→ **Written request**: Update the records below so that every occurrence of "single dot" reads "single point", leaving all other text unchanged.

Excerpts of pointing data
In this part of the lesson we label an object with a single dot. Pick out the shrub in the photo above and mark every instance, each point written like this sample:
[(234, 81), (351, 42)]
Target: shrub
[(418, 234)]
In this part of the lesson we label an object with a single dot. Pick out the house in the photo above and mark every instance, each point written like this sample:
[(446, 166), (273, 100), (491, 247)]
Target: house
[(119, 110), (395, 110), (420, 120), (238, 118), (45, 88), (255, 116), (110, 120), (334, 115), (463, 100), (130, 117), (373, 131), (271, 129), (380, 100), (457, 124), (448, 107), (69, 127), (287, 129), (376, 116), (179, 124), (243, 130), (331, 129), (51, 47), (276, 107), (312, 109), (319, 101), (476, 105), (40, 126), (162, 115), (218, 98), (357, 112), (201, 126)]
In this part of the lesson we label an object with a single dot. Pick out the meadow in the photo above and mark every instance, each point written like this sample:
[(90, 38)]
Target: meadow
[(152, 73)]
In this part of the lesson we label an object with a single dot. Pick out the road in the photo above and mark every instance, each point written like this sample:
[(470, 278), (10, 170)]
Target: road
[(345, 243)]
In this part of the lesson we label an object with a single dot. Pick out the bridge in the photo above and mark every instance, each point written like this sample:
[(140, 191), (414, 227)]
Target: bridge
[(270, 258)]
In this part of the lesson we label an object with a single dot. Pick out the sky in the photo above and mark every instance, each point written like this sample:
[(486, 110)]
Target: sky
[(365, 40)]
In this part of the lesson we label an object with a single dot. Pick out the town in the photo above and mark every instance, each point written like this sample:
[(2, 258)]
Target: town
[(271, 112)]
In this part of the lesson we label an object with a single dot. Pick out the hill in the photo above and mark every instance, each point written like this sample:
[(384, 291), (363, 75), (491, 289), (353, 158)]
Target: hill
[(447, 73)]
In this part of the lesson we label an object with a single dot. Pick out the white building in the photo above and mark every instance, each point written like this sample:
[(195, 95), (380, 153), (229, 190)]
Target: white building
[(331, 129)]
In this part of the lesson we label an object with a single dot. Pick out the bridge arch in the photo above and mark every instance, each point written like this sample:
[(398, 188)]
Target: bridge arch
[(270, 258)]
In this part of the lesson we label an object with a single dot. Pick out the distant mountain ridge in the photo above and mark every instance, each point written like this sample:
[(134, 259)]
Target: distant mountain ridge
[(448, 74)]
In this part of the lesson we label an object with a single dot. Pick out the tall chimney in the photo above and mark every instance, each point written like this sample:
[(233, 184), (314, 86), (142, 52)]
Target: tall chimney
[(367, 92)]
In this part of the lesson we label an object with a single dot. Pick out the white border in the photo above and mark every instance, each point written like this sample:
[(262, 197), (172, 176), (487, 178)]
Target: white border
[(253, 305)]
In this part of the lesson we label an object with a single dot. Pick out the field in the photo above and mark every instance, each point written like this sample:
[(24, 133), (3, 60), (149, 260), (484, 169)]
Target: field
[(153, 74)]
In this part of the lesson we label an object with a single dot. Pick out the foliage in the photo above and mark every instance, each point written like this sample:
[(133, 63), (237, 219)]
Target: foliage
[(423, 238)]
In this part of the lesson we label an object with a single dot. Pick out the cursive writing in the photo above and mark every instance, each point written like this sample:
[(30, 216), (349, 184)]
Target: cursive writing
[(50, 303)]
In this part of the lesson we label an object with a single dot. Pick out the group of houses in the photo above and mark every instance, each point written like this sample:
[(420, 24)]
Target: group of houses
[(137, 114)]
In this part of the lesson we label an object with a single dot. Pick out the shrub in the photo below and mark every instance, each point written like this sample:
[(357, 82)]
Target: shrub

→ **Output for this task**:
In this part of the lesson we label an object with a single point. Pick out the shrub in the photo above and mark every instance, each point written like this sample:
[(234, 81), (351, 42)]
Target: shrub
[(418, 234)]
In this part of the lesson we label an object with a single point. Pick out the house in the photo above and mark every instance, each point written like this sample:
[(446, 166), (273, 100), (491, 247)]
Target: house
[(119, 110), (395, 110), (420, 120), (238, 118), (45, 88), (255, 116), (110, 120), (334, 115), (463, 100), (130, 117), (373, 131), (271, 129), (380, 100), (457, 124), (448, 107), (69, 127), (287, 129), (376, 116), (179, 124), (243, 130), (331, 129), (51, 47), (276, 107), (312, 109), (319, 101), (476, 105), (40, 126), (162, 115), (218, 98), (357, 112), (201, 126)]
In this part of the lesson we label an object with a single point. Pick out the meadow in the photo above and mark every instance, each point written like this sample:
[(90, 38)]
Target: meadow
[(152, 73)]
In this part of the lesson we label an object with a single point. Pick out the road in the photo above and mark every instance, each point written like this sample:
[(470, 278), (10, 170)]
Target: road
[(345, 243)]
In this part of the lesson we label an object with a single point. Pick out the bridge in the photo above and mark every instance, each point written like this sample:
[(140, 191), (414, 227)]
Target: bridge
[(270, 258)]
In this part of the lesson we label an object with a single point. Pick out the sky in the photo above and mark every instance, each point written like this sample:
[(486, 110)]
Target: sky
[(365, 40)]
In this part of the lesson we label an object with a single point. Pick out the town in the photo above and mark every instance, each point written like this sample:
[(2, 258)]
Target: town
[(271, 112)]
In this part of the lesson we label an object with a single point. Pick out the hill in the photo above and mark every instance, each point written like this sample:
[(384, 291), (363, 75), (491, 289), (353, 158)]
Target: hill
[(447, 73)]
In this part of the lesson we label an object with a single point. Pick out the white building in the photo above and mark every instance, each point written like this sample:
[(195, 95), (380, 153), (229, 190)]
Target: white building
[(331, 129)]
In this part of the lesson we label an object with a single point. Pick out the bridge arch in the photo above and mark every instance, each point written like this sample:
[(398, 188)]
Target: bridge arch
[(270, 258)]
In this part of the lesson we label an object with a single point. Pick out the distant mountain ridge in the photo above and mark every instance, each point written like this sample:
[(134, 259)]
Target: distant mountain ridge
[(448, 74)]
In this part of the lesson we label an object with a single point. Pick out the tall chimney in the photo above and mark every instance, each point written like this sample:
[(233, 184), (314, 86), (142, 52)]
Target: tall chimney
[(367, 92)]
In this part of the lesson we label an object with a single point. Pick out the white border in the photo above and mark every instance, each point written like this sample:
[(262, 197), (172, 176), (487, 178)]
Target: white border
[(253, 305)]
In this part of the lesson we label an object with a single point. Pick out the field in the photo above and mark every instance, each point written like this sample:
[(24, 133), (3, 60), (149, 260), (484, 169)]
Target: field
[(153, 74)]
In this part of the lesson we label an object with a single point. Pick out the foliage in the photo above and mark every instance, each point written like this sample:
[(133, 63), (237, 219)]
Target: foliage
[(423, 238)]
In this part of the lesson we label an object with a single point. Pick out the cursive writing in the photo above and mark every instance, each point written like this sample:
[(30, 216), (349, 184)]
Target: cursive writing
[(50, 303)]
In this part of the lesson we label an object with a single point. Pick out the group of houses in the photo above and mark every instance, each point written like this sample:
[(420, 24)]
Target: group of houses
[(137, 114)]
In this part of the lesson we label an object with a single point. Pick out the shrub in the photo below and mark every instance, each point written like this sample:
[(357, 82)]
Target: shrub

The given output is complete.